Records of labeled points:

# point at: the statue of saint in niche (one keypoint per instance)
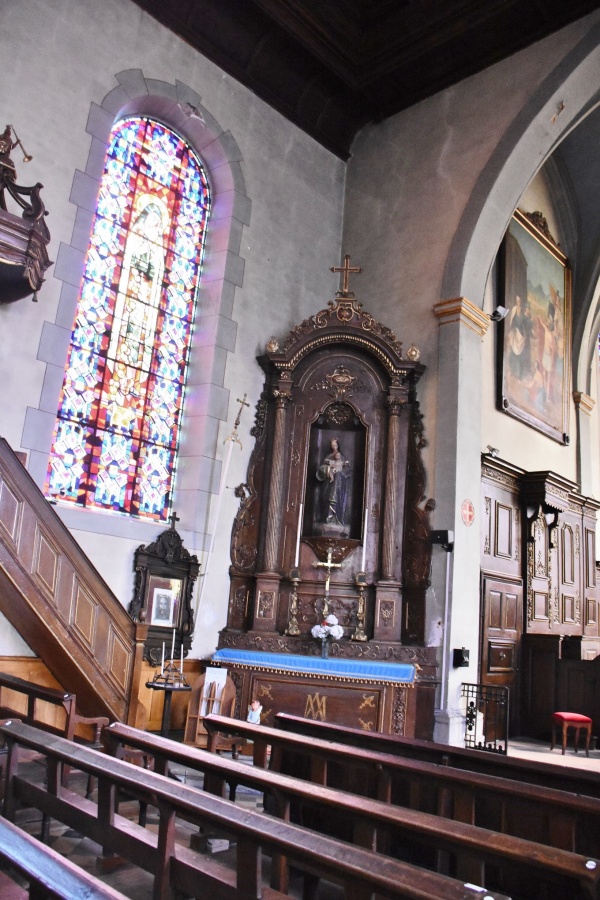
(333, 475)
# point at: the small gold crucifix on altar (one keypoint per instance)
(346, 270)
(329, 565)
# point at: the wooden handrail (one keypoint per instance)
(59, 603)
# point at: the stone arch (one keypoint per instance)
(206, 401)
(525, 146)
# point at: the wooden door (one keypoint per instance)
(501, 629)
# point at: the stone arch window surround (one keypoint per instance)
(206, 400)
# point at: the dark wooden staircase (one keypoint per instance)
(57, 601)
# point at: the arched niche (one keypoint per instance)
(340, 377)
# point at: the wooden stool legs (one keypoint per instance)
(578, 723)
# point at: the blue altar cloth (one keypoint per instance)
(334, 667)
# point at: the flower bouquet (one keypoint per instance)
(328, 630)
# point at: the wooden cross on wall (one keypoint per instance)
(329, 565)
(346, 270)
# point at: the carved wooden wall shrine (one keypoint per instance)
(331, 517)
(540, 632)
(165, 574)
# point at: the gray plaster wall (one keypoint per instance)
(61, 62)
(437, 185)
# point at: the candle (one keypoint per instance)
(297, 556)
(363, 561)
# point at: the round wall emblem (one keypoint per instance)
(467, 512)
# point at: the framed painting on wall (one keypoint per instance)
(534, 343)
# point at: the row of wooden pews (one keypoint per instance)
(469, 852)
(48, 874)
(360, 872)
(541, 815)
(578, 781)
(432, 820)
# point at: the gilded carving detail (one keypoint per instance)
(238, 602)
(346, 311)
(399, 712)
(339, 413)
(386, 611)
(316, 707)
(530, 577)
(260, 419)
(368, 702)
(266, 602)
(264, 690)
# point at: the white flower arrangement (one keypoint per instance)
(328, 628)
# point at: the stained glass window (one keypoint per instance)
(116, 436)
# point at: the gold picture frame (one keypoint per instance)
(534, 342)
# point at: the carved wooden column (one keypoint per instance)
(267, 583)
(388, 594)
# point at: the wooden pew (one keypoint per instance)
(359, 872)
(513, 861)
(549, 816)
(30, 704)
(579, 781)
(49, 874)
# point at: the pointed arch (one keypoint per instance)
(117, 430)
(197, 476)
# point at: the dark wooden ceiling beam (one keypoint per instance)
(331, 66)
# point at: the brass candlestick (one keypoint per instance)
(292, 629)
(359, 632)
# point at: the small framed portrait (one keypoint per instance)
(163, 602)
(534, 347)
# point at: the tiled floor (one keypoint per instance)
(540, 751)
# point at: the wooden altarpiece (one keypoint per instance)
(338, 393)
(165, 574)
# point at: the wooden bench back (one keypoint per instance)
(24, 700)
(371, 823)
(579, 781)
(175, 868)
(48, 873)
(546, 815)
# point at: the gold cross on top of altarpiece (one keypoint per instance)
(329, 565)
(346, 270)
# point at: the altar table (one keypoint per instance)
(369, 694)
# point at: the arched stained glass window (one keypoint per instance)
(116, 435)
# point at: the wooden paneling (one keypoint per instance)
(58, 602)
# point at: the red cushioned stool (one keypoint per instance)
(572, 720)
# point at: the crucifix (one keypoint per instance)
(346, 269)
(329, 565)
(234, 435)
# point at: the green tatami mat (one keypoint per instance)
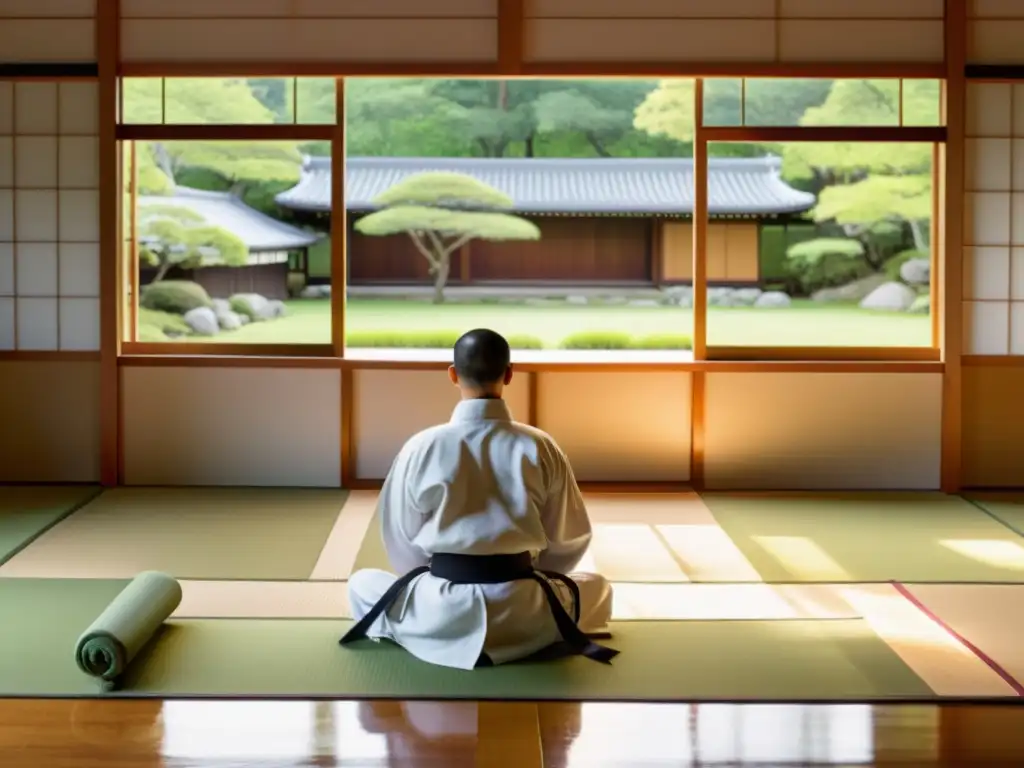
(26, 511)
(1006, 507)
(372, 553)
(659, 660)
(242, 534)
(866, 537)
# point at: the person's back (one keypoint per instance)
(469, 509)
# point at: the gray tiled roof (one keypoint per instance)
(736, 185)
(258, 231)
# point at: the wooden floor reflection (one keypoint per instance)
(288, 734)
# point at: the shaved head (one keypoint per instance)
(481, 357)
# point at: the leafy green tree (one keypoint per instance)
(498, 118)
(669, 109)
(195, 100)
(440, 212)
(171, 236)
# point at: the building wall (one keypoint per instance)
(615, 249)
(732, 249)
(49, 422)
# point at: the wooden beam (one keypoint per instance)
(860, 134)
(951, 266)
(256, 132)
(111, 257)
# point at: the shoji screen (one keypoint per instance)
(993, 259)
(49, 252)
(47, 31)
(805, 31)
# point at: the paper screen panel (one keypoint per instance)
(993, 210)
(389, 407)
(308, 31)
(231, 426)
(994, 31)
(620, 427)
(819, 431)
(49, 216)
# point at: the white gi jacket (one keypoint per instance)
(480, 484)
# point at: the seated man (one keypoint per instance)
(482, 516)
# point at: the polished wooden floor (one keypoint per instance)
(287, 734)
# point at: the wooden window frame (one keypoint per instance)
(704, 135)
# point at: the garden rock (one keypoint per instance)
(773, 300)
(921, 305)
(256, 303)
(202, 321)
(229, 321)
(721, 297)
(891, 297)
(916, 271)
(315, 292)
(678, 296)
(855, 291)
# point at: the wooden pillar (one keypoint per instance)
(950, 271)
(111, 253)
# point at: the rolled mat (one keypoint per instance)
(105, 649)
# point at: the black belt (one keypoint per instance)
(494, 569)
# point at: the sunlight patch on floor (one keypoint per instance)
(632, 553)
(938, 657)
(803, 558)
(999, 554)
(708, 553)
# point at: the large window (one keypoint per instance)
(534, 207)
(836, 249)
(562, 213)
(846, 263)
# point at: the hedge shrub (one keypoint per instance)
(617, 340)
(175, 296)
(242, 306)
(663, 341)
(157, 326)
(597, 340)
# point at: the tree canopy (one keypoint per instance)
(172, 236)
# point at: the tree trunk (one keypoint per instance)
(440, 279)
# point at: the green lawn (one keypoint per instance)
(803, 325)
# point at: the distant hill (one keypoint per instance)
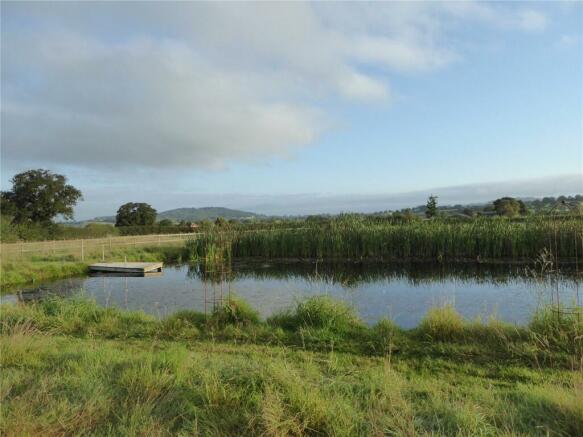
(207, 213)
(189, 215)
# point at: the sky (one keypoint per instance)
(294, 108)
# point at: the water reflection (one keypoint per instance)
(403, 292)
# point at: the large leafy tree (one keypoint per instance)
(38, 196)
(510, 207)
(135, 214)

---

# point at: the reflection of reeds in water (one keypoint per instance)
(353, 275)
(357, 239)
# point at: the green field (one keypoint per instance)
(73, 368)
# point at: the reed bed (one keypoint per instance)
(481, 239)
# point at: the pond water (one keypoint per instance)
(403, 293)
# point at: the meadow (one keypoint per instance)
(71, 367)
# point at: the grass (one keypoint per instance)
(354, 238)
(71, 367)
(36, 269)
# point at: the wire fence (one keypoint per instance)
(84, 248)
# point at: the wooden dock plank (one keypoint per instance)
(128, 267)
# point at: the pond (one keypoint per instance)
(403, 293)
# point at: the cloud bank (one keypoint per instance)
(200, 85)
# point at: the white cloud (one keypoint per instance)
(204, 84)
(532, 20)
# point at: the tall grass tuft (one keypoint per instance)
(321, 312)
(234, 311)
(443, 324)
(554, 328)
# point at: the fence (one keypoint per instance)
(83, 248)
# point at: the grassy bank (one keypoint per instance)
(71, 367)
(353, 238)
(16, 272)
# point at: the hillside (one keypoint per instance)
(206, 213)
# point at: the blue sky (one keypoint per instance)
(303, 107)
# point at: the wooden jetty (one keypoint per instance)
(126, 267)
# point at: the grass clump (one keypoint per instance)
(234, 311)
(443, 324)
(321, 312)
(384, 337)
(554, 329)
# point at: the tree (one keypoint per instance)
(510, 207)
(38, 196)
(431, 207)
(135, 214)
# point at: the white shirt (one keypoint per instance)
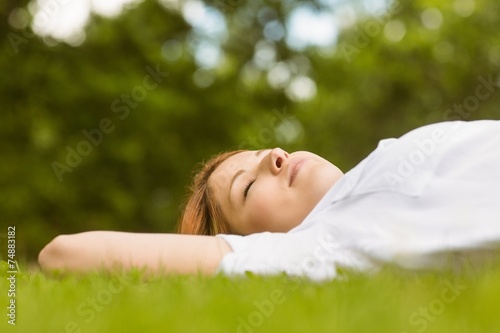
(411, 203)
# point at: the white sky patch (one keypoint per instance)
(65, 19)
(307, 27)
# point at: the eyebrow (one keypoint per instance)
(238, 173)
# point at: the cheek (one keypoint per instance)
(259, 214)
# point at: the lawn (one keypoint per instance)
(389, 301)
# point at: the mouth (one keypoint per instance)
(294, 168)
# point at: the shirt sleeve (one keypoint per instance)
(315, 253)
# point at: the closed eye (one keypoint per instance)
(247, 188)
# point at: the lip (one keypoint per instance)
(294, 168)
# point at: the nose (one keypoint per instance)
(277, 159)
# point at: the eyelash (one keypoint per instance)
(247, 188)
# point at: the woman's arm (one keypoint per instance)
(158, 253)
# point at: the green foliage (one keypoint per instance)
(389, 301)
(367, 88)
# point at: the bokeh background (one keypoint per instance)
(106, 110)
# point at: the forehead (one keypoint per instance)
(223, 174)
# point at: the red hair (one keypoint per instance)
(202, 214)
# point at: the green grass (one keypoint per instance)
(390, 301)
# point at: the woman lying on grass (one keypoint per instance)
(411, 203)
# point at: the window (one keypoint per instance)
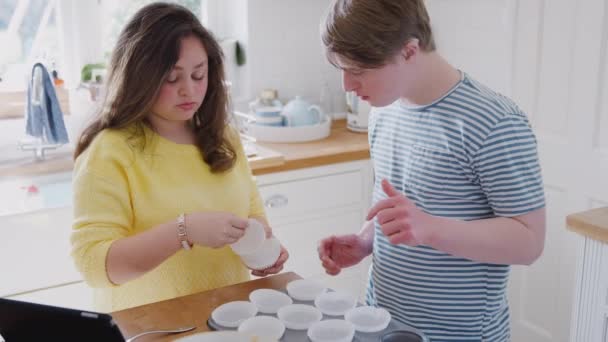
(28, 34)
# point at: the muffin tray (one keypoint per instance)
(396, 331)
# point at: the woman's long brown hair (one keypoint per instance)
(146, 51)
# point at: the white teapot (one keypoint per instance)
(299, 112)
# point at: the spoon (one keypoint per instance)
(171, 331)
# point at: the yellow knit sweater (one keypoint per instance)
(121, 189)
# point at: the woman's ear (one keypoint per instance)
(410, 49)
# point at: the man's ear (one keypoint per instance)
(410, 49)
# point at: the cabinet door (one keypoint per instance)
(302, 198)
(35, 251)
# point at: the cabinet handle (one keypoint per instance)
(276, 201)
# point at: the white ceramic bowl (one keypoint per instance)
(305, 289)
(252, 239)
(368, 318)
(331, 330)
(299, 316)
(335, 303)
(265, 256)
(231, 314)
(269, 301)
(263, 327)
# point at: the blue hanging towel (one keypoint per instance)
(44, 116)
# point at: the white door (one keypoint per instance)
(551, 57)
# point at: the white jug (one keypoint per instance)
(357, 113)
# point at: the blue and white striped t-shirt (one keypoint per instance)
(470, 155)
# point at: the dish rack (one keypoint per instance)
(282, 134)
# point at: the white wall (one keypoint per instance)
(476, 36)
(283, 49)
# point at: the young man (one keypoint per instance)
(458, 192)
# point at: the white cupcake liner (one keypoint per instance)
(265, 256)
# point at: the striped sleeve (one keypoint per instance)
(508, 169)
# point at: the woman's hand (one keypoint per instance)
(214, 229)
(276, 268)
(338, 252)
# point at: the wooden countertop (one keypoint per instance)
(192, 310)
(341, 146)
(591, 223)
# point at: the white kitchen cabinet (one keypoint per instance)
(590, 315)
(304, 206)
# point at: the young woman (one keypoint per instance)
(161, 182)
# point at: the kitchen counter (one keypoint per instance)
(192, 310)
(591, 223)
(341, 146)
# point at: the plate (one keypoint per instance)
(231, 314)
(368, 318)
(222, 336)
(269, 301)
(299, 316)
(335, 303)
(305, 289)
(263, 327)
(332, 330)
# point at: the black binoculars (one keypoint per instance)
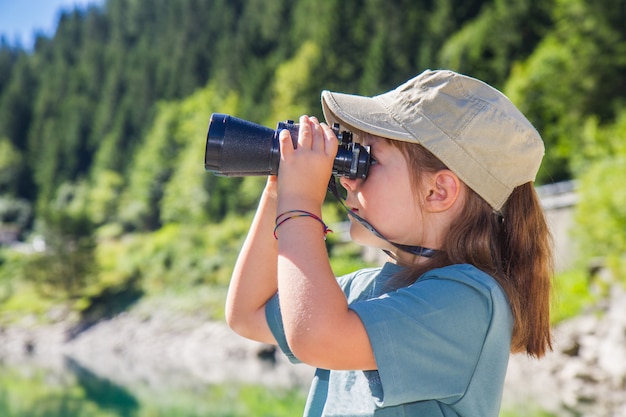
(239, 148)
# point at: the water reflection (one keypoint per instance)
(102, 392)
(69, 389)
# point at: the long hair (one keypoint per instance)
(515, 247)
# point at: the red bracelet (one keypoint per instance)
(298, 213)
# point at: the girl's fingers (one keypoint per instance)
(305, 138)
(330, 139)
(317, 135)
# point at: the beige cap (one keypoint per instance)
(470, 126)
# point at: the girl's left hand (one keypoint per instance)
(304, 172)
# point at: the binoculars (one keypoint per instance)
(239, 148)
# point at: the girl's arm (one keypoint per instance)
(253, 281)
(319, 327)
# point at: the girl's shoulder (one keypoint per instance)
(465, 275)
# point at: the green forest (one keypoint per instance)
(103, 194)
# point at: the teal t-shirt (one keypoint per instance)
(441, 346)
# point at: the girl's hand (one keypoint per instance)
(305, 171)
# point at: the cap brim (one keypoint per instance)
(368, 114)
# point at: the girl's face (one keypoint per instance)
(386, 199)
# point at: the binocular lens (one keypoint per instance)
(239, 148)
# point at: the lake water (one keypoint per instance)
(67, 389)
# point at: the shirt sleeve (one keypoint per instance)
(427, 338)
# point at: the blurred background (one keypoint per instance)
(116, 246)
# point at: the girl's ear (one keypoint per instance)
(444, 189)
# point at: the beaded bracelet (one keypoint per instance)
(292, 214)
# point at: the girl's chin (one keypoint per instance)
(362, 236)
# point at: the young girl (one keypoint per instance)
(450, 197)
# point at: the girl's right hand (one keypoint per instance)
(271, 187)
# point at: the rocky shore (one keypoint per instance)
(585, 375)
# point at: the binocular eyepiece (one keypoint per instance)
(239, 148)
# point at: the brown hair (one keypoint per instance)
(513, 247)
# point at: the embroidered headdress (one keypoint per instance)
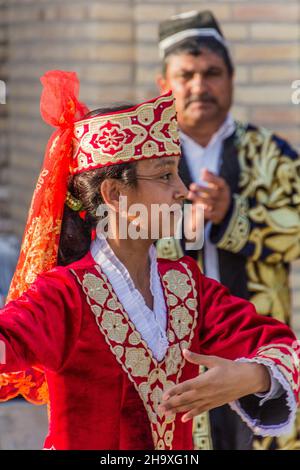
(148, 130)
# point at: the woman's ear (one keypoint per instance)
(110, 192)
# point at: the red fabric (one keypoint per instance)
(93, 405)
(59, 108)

▶ What the exercise asks
Pick out each line in the records that contains the word "bank" and copy those lines.

▶ Completed exercise
# point at: the cloud bank (one keypoint per instance)
# point at: the grassy bank (one keypoint per instance)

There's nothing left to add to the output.